Exercise goal: Copy out the records so that each line matches the original.

Data supplied:
Content starts
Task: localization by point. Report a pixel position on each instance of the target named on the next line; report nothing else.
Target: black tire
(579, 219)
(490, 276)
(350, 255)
Content ends
Answer to the exercise:
Task: localization by point. Report a pixel position on each instance of the target named on the next line; report nothing else.
Target: black tire
(579, 219)
(490, 276)
(350, 255)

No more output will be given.